Task objective:
Nothing but the lines from the one with "of the small" through the last line of the data should be restated, each word for word.

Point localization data
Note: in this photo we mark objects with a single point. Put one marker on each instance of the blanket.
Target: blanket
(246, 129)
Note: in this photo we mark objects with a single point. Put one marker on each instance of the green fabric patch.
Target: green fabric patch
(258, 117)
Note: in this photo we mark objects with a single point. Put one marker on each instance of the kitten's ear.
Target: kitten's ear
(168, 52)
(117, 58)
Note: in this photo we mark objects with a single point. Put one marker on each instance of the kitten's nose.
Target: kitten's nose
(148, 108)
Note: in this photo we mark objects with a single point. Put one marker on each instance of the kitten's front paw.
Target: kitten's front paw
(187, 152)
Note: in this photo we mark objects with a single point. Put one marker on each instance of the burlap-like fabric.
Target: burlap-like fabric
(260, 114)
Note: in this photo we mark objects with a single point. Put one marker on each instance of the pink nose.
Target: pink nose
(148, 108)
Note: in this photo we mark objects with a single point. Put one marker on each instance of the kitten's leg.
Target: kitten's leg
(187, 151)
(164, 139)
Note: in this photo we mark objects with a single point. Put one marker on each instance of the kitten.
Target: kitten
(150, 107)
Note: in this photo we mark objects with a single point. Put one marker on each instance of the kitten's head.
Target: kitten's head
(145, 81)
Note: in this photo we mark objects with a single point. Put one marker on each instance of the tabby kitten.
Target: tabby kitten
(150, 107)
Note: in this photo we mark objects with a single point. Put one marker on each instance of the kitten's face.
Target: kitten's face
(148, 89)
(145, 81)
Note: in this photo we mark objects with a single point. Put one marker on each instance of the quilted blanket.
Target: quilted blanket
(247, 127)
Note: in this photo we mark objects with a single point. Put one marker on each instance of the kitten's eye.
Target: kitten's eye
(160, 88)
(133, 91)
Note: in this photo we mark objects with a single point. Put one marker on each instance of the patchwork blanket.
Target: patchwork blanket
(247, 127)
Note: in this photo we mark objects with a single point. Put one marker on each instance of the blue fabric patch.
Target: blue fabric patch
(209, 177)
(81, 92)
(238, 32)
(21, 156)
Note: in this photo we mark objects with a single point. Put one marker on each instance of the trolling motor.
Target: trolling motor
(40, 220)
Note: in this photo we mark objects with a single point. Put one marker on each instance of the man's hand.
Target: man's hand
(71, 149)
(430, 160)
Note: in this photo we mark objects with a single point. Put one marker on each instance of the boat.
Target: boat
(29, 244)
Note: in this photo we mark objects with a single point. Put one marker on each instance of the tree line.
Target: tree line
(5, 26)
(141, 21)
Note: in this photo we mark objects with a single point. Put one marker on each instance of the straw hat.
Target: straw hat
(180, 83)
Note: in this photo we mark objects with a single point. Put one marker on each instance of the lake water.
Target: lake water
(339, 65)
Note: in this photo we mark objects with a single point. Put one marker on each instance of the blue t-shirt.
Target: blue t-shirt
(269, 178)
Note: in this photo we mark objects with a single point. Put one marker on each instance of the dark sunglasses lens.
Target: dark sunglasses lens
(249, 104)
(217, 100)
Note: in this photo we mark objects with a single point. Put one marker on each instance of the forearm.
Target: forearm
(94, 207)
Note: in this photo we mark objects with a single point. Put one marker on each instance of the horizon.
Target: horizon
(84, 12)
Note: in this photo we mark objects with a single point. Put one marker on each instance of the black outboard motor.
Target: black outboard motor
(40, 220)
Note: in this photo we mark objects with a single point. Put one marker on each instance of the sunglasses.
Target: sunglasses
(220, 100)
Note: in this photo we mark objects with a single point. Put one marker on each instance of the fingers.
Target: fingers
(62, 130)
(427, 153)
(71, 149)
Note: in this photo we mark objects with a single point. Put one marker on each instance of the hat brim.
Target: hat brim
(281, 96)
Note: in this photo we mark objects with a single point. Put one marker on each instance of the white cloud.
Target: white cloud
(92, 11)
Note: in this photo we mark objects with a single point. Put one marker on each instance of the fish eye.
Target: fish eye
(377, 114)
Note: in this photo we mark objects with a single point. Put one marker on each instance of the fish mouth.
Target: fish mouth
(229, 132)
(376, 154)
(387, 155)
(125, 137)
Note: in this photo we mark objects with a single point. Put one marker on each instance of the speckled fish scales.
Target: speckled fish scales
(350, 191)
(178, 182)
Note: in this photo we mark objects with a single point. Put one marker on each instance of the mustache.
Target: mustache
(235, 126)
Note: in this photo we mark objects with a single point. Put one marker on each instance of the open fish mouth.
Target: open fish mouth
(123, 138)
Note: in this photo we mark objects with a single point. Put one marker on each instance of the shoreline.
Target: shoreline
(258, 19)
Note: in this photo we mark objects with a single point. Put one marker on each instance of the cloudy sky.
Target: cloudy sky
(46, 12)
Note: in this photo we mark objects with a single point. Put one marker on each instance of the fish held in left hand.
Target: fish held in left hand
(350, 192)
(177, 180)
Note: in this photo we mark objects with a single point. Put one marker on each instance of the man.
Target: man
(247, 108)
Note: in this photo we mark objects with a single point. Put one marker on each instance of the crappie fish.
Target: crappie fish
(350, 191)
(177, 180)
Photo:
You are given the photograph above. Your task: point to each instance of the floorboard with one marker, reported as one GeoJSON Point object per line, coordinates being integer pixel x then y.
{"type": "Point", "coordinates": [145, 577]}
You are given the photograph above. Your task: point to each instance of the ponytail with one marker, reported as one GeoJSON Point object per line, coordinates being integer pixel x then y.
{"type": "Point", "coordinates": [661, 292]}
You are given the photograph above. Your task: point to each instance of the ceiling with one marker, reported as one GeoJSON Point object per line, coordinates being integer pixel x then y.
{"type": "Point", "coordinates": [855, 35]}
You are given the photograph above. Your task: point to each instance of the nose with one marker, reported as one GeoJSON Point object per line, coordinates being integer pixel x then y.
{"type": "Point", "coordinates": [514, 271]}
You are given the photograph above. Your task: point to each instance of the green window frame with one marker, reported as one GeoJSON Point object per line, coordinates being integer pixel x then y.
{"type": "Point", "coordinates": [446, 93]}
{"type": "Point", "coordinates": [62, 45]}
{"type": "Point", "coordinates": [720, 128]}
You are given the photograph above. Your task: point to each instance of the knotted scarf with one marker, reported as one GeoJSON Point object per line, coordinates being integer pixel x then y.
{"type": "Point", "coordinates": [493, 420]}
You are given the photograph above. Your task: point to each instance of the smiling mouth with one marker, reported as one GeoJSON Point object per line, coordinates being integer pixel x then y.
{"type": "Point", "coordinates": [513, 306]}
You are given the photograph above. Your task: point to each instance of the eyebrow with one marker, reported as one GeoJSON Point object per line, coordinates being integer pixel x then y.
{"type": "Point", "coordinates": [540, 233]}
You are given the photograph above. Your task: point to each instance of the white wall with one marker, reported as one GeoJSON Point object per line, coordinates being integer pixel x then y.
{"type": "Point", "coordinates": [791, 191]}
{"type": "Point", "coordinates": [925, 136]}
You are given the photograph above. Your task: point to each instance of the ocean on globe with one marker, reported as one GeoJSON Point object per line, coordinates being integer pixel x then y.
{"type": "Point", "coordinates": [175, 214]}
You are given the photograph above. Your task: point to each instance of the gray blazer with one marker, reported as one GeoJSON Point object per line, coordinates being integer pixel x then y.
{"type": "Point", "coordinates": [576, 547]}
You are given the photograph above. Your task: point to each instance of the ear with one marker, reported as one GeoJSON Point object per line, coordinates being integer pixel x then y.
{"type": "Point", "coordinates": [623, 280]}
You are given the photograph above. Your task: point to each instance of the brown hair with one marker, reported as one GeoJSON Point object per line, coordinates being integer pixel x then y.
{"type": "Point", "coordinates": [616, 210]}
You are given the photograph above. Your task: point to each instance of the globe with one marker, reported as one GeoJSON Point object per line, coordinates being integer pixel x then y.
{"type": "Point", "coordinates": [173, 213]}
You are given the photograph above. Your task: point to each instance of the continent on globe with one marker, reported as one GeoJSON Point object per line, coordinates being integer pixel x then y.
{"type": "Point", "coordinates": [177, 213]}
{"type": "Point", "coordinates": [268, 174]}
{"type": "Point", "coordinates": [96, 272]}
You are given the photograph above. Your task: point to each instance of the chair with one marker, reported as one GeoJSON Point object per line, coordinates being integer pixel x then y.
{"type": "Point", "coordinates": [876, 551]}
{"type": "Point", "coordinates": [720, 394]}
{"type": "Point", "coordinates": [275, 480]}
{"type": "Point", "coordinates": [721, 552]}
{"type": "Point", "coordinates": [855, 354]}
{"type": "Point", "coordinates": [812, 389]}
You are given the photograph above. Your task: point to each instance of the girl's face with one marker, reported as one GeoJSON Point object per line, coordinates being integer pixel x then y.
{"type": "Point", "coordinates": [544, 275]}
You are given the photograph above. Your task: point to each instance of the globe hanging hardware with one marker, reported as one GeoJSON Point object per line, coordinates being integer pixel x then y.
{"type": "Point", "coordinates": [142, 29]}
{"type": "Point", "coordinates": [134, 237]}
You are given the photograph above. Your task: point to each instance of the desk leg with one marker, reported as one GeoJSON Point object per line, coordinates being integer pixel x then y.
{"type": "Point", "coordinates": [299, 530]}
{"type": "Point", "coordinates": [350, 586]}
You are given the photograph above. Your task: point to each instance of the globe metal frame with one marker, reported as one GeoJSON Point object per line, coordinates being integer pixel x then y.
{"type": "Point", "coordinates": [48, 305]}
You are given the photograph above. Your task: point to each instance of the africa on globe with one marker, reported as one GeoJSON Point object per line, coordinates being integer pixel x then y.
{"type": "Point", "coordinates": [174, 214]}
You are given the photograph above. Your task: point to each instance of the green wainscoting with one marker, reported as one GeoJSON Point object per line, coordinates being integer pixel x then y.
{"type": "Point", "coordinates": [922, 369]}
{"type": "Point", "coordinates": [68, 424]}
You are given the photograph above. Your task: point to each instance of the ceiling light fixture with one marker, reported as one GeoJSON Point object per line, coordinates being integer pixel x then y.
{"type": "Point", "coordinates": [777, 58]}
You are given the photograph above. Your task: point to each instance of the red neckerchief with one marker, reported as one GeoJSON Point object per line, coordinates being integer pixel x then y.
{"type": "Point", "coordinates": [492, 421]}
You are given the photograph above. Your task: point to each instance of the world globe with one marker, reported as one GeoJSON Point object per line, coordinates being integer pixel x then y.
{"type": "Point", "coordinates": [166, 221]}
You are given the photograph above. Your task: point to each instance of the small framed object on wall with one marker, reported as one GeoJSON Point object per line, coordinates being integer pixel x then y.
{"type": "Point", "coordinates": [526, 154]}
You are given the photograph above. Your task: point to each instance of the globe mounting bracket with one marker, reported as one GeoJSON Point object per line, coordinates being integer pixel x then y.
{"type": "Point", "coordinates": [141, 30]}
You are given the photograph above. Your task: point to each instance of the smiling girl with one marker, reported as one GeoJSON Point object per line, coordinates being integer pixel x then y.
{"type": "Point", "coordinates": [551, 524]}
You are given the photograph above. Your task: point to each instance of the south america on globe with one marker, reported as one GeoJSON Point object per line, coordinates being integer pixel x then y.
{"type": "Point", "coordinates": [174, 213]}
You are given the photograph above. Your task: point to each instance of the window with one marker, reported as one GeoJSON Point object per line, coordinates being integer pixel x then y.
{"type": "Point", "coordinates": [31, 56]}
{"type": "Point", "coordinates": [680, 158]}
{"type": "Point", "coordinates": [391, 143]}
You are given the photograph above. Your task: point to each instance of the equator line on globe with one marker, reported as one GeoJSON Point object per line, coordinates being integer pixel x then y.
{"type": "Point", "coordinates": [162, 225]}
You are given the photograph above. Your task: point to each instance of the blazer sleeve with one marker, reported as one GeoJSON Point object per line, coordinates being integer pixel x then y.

Solution:
You are given the photograph above. Your task: point to each instance of the small framed object on wall with one marker, reported as one GeoJSON Point object per line, coordinates being integer pixel x then y.
{"type": "Point", "coordinates": [526, 154]}
You are given the photograph above. Your task: point to each instance of the globe mounting bracket with one marker, reported as one GeoJSON Point object per line, coordinates being integer pixel x then y.
{"type": "Point", "coordinates": [141, 30]}
You are given the photograph above. Your task: point to each instance of the smiling girl with one marker, reported as one GeoJSON Point object per line, coordinates being integer pixel x then y.
{"type": "Point", "coordinates": [551, 524]}
You are given the photograph above. Your task: point to each instance of the south america on globe with one marker, reported as one GeoJSON Point object per line, coordinates being integer pixel x then y.
{"type": "Point", "coordinates": [174, 213]}
You are given the photograph above. Your task: point to each instance of the window with one marker, reported as one GeoJSON Point object per line, coordinates being integer pixel x then y.
{"type": "Point", "coordinates": [31, 56]}
{"type": "Point", "coordinates": [680, 158]}
{"type": "Point", "coordinates": [391, 143]}
You are given the photograph above. Your task: point to each instance of the equator line on globe with one marker, reported as one GeoJSON Point object per line, coordinates being integer pixel x then y.
{"type": "Point", "coordinates": [162, 225]}
You are given the photograph above. Your task: point to each instance of the blazer sleeve with one marker, reported as one GeoJSON Point object per line, coordinates being integer pixel x then y.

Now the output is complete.